Set problem
Please reproduce every line of the data below word for word, leaving out the pictures.

Extracted entries
# # #

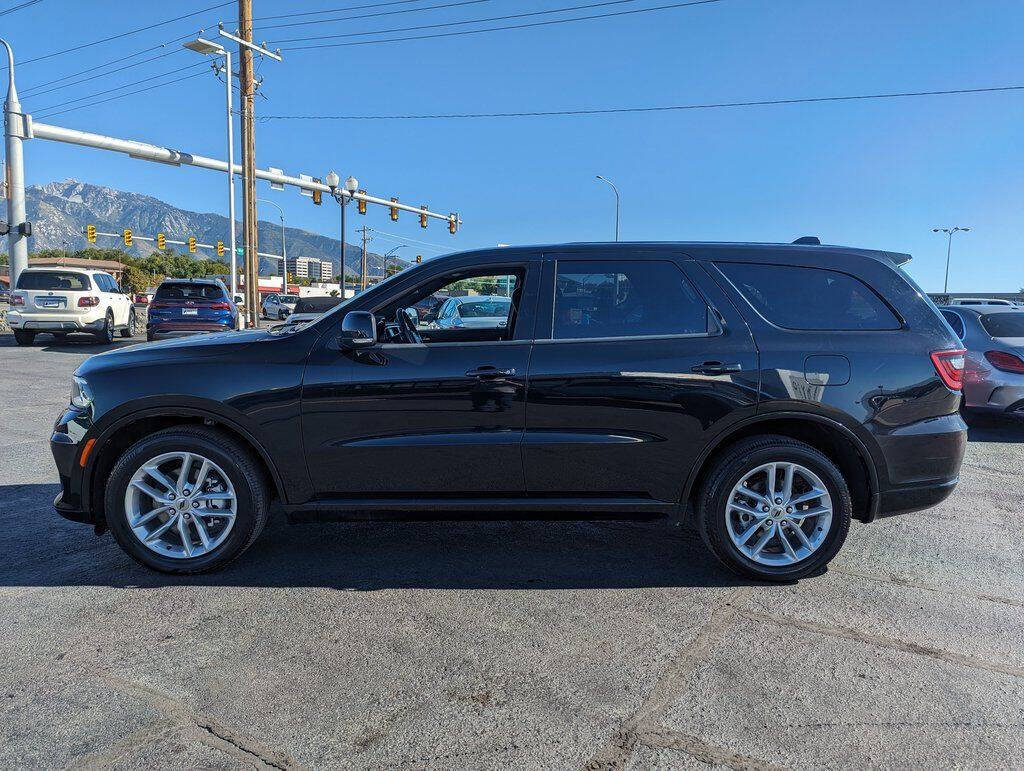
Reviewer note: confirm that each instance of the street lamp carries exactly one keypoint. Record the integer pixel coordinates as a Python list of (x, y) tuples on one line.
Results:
[(949, 243), (207, 47), (603, 179), (284, 254), (389, 253), (351, 185)]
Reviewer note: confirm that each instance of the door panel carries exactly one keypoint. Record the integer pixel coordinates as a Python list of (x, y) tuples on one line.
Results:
[(627, 417)]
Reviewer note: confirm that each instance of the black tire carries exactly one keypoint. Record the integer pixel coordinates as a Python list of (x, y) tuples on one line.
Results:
[(732, 467), (129, 331), (237, 463), (105, 335)]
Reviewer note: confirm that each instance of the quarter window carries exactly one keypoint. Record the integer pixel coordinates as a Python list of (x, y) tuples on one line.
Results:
[(807, 298), (628, 298)]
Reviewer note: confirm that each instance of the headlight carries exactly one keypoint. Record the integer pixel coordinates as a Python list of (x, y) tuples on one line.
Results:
[(81, 394)]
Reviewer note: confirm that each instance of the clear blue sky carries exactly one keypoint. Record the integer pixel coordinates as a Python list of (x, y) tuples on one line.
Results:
[(867, 173)]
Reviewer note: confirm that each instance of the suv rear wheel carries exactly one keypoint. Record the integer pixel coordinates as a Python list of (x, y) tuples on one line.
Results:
[(185, 500), (774, 509)]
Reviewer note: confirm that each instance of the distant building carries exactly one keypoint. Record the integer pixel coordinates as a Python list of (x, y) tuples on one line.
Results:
[(309, 267)]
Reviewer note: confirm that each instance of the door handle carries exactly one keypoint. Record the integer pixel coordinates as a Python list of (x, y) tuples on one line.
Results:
[(716, 368), (489, 373)]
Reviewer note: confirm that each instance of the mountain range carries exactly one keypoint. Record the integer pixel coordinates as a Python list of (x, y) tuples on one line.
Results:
[(59, 212)]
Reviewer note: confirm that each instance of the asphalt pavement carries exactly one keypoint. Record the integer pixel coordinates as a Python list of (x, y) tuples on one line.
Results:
[(496, 645)]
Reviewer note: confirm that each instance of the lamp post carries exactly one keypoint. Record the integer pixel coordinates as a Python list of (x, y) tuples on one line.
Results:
[(201, 45), (351, 185), (949, 243), (603, 179), (284, 253), (389, 253)]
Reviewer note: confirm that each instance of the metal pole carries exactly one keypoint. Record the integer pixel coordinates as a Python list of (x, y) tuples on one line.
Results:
[(13, 122), (949, 246), (230, 176)]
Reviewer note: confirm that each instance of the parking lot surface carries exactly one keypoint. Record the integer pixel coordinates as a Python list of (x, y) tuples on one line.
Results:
[(495, 645)]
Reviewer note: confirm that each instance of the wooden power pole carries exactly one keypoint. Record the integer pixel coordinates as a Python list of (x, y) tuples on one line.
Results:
[(249, 217)]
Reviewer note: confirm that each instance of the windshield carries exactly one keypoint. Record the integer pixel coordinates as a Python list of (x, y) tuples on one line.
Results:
[(50, 281), (188, 292), (1004, 325)]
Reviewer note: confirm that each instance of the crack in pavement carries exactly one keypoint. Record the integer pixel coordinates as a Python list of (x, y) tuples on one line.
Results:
[(885, 642), (203, 728), (615, 754)]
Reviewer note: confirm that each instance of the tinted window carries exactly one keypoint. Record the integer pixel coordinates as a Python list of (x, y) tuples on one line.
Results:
[(806, 298), (955, 322), (1010, 324), (53, 281), (625, 299), (183, 291)]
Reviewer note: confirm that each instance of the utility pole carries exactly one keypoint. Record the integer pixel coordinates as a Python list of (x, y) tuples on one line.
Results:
[(363, 262), (249, 215)]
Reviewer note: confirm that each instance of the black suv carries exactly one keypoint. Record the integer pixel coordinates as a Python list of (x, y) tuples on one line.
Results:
[(772, 392)]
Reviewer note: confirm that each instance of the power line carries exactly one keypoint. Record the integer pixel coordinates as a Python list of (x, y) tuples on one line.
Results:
[(125, 34), (371, 15), (610, 111), (459, 24), (122, 96), (510, 27), (91, 96)]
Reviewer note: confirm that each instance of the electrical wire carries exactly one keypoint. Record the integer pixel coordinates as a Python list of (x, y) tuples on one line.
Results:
[(372, 15), (510, 27), (122, 96), (458, 24), (610, 111)]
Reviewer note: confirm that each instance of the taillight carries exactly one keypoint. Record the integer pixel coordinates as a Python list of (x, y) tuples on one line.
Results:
[(949, 366), (1005, 361)]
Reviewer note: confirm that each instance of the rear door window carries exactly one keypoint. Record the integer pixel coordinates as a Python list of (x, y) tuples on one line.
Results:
[(807, 298), (1010, 324), (625, 298), (53, 282)]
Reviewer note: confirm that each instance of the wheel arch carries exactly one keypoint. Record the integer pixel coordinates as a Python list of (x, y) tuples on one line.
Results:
[(835, 439), (125, 431)]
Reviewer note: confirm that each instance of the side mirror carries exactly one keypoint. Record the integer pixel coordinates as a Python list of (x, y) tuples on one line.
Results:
[(358, 330)]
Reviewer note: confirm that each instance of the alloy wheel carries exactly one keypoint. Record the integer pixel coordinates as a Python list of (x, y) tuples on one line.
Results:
[(180, 505), (778, 514)]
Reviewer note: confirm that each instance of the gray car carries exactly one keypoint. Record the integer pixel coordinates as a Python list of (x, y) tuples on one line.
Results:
[(993, 336), (474, 311)]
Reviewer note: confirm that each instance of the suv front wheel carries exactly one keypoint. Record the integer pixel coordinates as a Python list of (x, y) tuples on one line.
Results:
[(774, 509), (185, 500)]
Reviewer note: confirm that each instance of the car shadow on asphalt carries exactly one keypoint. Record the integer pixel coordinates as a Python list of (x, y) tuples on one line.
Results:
[(44, 550)]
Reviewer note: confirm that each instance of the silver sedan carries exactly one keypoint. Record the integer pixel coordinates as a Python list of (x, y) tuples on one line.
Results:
[(993, 376)]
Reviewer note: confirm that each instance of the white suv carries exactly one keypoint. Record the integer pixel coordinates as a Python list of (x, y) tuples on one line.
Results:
[(61, 300)]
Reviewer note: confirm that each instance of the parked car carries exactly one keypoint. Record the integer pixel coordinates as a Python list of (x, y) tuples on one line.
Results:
[(475, 311), (64, 300), (310, 308), (279, 306), (770, 393), (190, 305), (993, 377)]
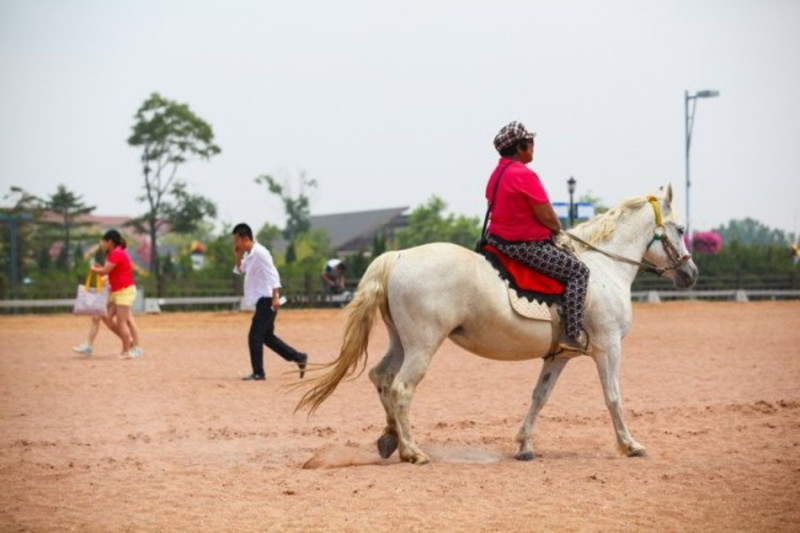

# # #

The result
Reviewer note: confirm that each instance of the street lamp carries exactly one keypoint. Record the integer pixel coordinates as a Python list of (x, y) tuples on one line.
Results:
[(949, 243), (207, 47), (603, 179), (284, 254), (389, 253), (351, 185)]
Reviewer note: confirm that each instance of the door panel carries exactly one keypoint. Record the integer pixel coordinates as a Python list of (x, y) tuples on one line.
Results:
[(627, 417)]
Reviewer note: confirm that each instance of the black tire carries exactly one keypoint. Record the integer pixel coordinates as a Python list of (x, y) tuples on one line.
Results:
[(732, 467), (129, 331), (237, 463), (105, 335)]
Reviewer note: confirm that each instance of the quarter window carries exactly one keypoint. Record the integer pixel coordinates as a Python list of (x, y) tuples on one line.
Results:
[(807, 298), (628, 298)]
Reviewer note: confirm that each instance of the headlight carries exactly one keypoint. Record the integer pixel coordinates as a Python list of (x, y) tuples on one line.
Results:
[(81, 394)]
Reviewer note: confirm that each instance of the clear blue sky carries exactly one keypoint. Record the integer pixel coordinates as a Python list of (x, y) tuples on one line.
Results:
[(867, 173)]
Reviewer note: confirm that each instance of the suv rear wheel carries exactly one keypoint. Record the integer pixel coordinates as a Python list of (x, y) tuples on one line.
Results:
[(185, 500), (774, 509)]
Reviewer note: confirm that each instance of the distant building carries exactly one keypoint. Record the integer pixel coordinates as a Python list of (x, y) tuples on one line.
Results:
[(309, 267)]
Reviewer note: confirm that each instance of the door handle carries exactly one keypoint. Record the integer pixel coordinates as a Python list of (x, y) tuples on one line.
Results:
[(716, 368), (489, 373)]
Reviewer note: confirm that each instance of the mountain range carries exactly one keypoint. Record the integer pixel coordinates as a Python list of (x, y) tuples on one line.
Results:
[(59, 212)]
Reviewer note: confirm that each instance of the asphalt pavement carries exactly one keypoint. Record the integer pixel coordinates as a Python list of (x, y) tuples on one line.
Results:
[(496, 645)]
Reviewer note: confirm that each instance of the lamp post carries exactly one keypoint. Record the integer pixel coordinates as a Python list of (x, y) tuples on one line.
Results:
[(201, 45), (351, 185), (949, 243), (603, 179), (284, 253), (389, 253)]
Reviewer note: confirm that each instance of the metal pole carries exactly one keypoint. Record the integer pixel coordinates as a Python list of (x, y) tuples on one line.
Results:
[(13, 122), (949, 246), (230, 176)]
Reviewer note: confirm that each instance of the parking lot surface carries exactly one keypoint. Record the integer pixel coordinates as a Python list of (x, y) tuples on one line.
Results:
[(495, 645)]
Reviewer note: confirm that each instance of the wooden power pole carries exactly one keypoint. Record the integer pixel coordinates as a Python list of (x, y) tuples on one line.
Results:
[(249, 217)]
Reviewer note: confirm that each instance of the windshield carries exactly one keypoint. Record the integer pixel coordinates as a Python list of (x, y) tuples on one line.
Results:
[(50, 281), (188, 292), (1004, 325)]
Reviewer note: confirm that each instance of the crack in pavement carries exactly one keypoint. Record the integer pixel coordinates as a Python list of (x, y) tuples on one line.
Results:
[(885, 642), (203, 728), (615, 754)]
Reviewer note: confirm that each instance of the tinted window carries exactly one keypoint. Record the integer pixel coordinates as a Python list of (x, y) tuples on one line.
Results:
[(806, 298), (955, 322), (1010, 324), (53, 281), (625, 299), (183, 291)]
Reviewer note: confirm that each instance of the utility pole carries exactly one keypoint. Record the integer pixel coordinates as a Python list of (x, y) tuples on one line.
Results:
[(363, 262), (249, 215)]
Reviewer note: confirm that each instance of the black suv carries exactly one keypoint. Record the integer pixel coordinates as a Python list of (x, y) tuples on one line.
Results:
[(772, 392)]
Reviewer note: confirm that each instance of the power line carries exactly one keypoint. Record the integer pixel coordinates as a Python list of (x, y) tuples on one line.
Results:
[(125, 34), (371, 15), (610, 111), (459, 24), (122, 96), (510, 27), (91, 96)]
Reviewer note: confirm that each instance of the electrical wire carries exactly one keypoint. Record the integer pixel coordinates as a Python list of (x, y) tuples on one line.
Results:
[(372, 15), (510, 27), (122, 96), (458, 24), (610, 111)]
Reviewer note: confirm that each instance of the taillight carries exactly one keypoint. Record the integer pixel coordinates as a Python list of (x, y) tuples on one line.
Results:
[(949, 366), (1005, 361)]
Reviewer note: confirm that each instance of the rear door window carries exactly one keypoint. Record the integer pixel coordinates as a Python list of (x, y) tuples on one line.
Results:
[(807, 298), (1010, 324), (625, 298), (53, 282)]
Reviewer note: confirm that each instance of the wheel arch carries exactly one keypoint. Record the integer pixel coordinates as a Python list of (x, y) tuples on one line.
Results:
[(835, 439), (125, 431)]
Reviewer note: confirm that each instance of the side mirror carries exactly one keypoint. Record the integer pixel coordinates as a Python list of (x, y) tuples on one line.
Results:
[(358, 330)]
Reviewer note: confirm that each instance of the alloy wheel carries exactly one keypoint. Record the integer pixel coordinates as a Python list of (x, y) tuples on one line.
Results:
[(180, 505), (778, 514)]
Reviewer note: confirm that each instance of the gray car carries exactly one keypoint. Record the integer pixel coordinates as a Python list of (x, y) tuples on one line.
Results:
[(993, 336), (474, 311)]
Reviewer note: confirm that each instance of the suv front wheel carries exactly one keypoint. Record the integer pixel coordinates as a Python list of (x, y) tuples on one line.
Results:
[(774, 509), (185, 500)]
Reviewer note: confirm that each instance of the car shadow on asphalt carries exactly one keypoint. Record the integer pixel coordinates as a Python list of (x, y) tuples on one line.
Results:
[(44, 550)]
Reviewer note: confirm that each instance of the silver sedan carries exactly one keypoint. Record the integer pixel coordinates as a Python list of (x, y) tuples on one line.
Results:
[(993, 376)]
Reviewer note: confirm that each instance of the white suv carries exactly one keypoint. Record the integer pixel coordinates as a Python list of (x, y) tuples on one line.
Results:
[(61, 300)]
Reviewer note: confirm that each instance of the parked car carries exactly one keypoint. Record the integer pixel coordinates as a Python list of (x, y) tuples on one line.
Results:
[(475, 311), (64, 300), (310, 308), (279, 306), (770, 393), (190, 305), (993, 377)]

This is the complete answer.